Records:
◆ ◆ ◆ ◆ ◆

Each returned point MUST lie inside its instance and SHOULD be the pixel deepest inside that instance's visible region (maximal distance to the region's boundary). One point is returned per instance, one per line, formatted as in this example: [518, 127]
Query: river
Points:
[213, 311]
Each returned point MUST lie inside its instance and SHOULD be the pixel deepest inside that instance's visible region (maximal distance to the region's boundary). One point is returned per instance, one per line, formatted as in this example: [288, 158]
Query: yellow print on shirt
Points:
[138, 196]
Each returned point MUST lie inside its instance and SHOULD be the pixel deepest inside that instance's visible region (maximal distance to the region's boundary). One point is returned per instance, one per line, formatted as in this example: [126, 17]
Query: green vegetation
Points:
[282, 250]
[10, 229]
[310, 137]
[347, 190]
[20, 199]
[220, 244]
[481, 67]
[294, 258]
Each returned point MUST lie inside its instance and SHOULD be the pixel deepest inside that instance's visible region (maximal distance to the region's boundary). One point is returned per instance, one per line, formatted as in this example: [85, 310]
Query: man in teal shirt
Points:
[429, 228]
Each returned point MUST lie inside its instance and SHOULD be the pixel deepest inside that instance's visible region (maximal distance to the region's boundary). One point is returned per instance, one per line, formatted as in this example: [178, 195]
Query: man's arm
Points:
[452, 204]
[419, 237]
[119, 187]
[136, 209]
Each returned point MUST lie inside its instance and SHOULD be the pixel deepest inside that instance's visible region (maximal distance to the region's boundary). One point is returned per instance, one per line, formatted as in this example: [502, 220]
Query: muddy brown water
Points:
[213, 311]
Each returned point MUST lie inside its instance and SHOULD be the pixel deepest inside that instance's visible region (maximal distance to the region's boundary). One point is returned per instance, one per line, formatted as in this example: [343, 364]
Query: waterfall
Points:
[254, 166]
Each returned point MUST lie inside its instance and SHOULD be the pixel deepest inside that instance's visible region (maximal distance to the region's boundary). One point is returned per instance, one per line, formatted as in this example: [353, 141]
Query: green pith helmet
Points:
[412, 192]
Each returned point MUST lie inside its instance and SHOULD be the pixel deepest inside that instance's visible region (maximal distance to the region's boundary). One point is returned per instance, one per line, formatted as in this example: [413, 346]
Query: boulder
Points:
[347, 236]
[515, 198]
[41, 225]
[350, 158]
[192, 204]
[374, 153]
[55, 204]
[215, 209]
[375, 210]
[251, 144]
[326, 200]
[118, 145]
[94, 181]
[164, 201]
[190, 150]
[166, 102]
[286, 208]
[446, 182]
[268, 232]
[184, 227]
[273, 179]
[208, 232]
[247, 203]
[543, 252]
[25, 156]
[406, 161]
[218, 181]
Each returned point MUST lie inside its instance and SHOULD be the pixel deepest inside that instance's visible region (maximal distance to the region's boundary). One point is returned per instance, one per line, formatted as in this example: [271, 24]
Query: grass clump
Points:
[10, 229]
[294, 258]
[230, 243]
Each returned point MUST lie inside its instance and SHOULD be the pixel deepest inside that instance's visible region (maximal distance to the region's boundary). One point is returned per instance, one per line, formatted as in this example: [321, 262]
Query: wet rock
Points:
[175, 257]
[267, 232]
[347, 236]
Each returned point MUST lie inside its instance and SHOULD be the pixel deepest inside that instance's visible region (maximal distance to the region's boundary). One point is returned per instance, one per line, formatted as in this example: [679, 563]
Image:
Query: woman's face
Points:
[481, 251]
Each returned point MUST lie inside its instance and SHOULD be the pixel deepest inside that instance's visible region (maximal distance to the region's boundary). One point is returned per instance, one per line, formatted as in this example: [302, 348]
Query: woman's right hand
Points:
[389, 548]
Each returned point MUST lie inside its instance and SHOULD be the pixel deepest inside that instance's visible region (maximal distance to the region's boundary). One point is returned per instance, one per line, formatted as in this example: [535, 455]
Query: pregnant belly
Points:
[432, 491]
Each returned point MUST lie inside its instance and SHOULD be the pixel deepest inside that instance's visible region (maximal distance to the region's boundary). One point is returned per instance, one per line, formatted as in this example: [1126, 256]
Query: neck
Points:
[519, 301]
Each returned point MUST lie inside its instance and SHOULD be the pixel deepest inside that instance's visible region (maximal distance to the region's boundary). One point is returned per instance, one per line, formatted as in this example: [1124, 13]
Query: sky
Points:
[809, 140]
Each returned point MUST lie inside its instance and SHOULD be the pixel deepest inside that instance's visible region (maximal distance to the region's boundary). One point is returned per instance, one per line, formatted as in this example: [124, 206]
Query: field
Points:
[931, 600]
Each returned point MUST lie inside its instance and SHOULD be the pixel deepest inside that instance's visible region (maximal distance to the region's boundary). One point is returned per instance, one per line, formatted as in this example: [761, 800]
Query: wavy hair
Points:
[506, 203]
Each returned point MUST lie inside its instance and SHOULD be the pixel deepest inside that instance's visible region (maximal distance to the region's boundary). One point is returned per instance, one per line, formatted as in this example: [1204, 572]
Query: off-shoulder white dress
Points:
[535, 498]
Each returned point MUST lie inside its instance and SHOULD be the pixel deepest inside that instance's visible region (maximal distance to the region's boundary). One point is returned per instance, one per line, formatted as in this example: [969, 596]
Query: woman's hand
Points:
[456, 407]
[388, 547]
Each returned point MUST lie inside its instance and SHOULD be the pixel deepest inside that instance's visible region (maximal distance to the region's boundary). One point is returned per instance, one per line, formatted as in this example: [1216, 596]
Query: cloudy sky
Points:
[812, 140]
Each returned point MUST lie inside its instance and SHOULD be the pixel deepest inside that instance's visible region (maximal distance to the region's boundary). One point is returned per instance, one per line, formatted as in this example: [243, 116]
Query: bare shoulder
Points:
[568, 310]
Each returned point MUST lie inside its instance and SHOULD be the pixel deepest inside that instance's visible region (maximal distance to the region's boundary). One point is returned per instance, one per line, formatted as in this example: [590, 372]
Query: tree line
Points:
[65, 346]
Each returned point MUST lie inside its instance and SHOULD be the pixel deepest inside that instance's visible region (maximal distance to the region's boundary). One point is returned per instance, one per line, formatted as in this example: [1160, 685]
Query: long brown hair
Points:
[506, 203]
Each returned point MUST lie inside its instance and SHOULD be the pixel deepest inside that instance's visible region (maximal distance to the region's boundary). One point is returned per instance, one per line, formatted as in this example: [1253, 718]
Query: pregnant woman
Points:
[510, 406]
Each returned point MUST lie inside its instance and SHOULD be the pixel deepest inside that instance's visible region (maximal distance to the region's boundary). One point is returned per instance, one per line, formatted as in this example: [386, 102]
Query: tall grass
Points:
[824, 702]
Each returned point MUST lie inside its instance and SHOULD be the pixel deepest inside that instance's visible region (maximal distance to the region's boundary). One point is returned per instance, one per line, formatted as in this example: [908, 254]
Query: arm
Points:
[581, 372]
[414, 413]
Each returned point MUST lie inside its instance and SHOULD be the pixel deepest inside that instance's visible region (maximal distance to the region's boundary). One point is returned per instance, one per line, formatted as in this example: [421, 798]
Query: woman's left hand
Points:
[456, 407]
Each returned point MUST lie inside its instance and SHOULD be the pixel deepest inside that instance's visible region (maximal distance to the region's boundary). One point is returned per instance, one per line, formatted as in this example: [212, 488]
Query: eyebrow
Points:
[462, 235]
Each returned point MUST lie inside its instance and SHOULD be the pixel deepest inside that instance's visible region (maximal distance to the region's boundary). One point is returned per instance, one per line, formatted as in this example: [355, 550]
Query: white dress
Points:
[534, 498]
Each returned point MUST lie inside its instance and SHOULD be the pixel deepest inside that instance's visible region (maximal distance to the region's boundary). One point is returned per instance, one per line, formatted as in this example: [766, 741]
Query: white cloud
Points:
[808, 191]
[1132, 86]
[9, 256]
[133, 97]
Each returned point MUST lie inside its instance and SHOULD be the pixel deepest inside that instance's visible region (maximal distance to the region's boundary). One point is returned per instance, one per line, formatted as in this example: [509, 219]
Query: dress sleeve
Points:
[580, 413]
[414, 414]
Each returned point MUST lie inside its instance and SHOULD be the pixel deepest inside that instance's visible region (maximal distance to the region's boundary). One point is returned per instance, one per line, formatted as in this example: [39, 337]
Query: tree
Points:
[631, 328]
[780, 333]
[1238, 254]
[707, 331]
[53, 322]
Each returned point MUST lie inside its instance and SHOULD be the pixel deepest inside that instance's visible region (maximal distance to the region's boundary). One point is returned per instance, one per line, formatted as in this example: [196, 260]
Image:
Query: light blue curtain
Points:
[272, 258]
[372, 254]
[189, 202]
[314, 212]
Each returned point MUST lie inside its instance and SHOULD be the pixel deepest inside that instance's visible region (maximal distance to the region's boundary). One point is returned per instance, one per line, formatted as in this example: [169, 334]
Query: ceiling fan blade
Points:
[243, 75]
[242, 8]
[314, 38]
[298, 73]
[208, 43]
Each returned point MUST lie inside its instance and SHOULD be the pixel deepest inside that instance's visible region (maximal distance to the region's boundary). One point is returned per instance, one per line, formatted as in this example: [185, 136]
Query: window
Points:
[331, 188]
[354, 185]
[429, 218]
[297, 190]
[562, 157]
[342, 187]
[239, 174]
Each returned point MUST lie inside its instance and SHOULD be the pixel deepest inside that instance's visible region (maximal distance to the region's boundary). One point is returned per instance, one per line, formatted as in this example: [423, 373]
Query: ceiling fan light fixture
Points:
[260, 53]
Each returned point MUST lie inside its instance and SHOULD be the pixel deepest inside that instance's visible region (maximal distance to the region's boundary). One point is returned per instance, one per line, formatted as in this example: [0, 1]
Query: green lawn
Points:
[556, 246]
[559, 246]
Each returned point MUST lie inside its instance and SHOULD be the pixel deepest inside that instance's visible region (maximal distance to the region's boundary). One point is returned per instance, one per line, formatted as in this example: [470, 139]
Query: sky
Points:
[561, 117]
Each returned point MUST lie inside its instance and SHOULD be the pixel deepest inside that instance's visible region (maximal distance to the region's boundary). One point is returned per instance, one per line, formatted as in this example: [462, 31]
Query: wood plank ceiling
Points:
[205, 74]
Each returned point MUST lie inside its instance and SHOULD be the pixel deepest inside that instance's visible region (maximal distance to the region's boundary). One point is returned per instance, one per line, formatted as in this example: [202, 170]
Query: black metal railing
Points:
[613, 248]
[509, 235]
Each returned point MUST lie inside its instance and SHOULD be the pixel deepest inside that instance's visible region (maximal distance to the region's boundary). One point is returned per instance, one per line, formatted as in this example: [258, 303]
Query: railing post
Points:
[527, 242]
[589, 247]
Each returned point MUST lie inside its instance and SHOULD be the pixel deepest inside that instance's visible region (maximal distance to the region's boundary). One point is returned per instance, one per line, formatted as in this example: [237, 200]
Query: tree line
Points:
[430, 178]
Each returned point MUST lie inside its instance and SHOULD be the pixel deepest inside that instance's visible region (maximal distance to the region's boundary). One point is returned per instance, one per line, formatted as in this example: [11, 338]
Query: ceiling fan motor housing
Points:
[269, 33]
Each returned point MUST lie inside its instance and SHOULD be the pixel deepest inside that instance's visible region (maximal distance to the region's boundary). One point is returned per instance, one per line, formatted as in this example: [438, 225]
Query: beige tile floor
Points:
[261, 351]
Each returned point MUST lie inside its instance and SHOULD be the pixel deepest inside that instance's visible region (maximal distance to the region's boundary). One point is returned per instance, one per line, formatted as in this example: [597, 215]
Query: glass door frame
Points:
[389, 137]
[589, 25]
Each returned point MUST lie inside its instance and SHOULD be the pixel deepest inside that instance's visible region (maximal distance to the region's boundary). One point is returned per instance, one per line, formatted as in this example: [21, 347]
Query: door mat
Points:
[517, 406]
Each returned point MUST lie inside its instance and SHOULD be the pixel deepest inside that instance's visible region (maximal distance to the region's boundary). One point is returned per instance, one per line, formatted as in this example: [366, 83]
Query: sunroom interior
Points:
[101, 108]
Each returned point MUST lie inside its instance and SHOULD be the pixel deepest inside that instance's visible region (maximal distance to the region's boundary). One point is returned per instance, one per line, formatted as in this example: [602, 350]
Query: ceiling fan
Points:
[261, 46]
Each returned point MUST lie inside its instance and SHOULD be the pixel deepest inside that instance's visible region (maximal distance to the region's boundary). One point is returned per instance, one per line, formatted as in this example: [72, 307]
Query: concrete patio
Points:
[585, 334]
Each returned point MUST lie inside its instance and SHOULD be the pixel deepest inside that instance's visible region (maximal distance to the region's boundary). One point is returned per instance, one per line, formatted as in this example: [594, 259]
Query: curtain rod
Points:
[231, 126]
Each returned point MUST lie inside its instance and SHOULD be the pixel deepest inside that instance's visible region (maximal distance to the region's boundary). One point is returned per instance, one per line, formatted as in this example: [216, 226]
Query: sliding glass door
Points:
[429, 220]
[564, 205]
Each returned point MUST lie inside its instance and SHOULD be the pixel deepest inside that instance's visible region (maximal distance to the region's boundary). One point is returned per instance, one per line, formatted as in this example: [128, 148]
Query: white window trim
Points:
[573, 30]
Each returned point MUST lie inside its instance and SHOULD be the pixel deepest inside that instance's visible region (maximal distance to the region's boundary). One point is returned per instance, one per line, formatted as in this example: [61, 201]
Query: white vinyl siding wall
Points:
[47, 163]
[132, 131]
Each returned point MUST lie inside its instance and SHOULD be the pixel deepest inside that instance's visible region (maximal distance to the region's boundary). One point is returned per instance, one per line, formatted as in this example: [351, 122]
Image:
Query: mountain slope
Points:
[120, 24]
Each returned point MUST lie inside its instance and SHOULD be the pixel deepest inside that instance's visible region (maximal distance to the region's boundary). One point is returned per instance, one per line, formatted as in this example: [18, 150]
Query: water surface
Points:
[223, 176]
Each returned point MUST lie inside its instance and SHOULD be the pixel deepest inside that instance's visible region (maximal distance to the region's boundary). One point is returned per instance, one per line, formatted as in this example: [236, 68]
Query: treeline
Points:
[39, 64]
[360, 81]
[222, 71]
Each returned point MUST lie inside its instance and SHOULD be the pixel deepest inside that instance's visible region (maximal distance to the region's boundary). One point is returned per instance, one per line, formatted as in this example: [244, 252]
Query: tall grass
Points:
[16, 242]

◆ ◆ ◆ ◆ ◆

▸ **Exercise goal**
Starting from the line containing "example: [61, 201]", repeat each line through the end of the entries, exactly.

▸ **The result**
Each returned point MUST lie inside its instance and SHOULD be the pixel deepest inside that instance's visible region (maximal distance to the region's boundary). One point is returned per instance, one per line, formatted as in this example: [61, 201]
Query: white vinyl siding wall
Points:
[47, 163]
[132, 131]
Each returned point MUST lie inside its instance and SHOULD be the pixel deepest inside that instance's visible region (maximal distance to the region's boundary). One point is returned per instance, one per line, formatted as in this example: [351, 122]
Image:
Query: mountain slope
Points:
[120, 24]
Each returned point MUST lie inside its instance and SHOULD be the pixel deepest inside that instance's visible region (maximal distance to the region's boundary). One point is returned per instance, one per line, formatted as in this example: [18, 150]
Query: water surface
Points:
[223, 176]
Each returned point MUST lie inside its instance and SHOULD be the pixel deepest inside that instance's visible region (maximal distance to the region's boundary). One point is returned per instance, one per line, formatted as in this example: [236, 68]
Query: treeline
Points:
[39, 64]
[360, 81]
[222, 71]
Each returned point MUST lie inside its instance and SHOULD be the pixel deepest inside that instance's visible region (maximal distance to the region's boundary). One point is returned per instance, one per line, formatted as in this example: [244, 252]
Query: tall grass
Points:
[16, 242]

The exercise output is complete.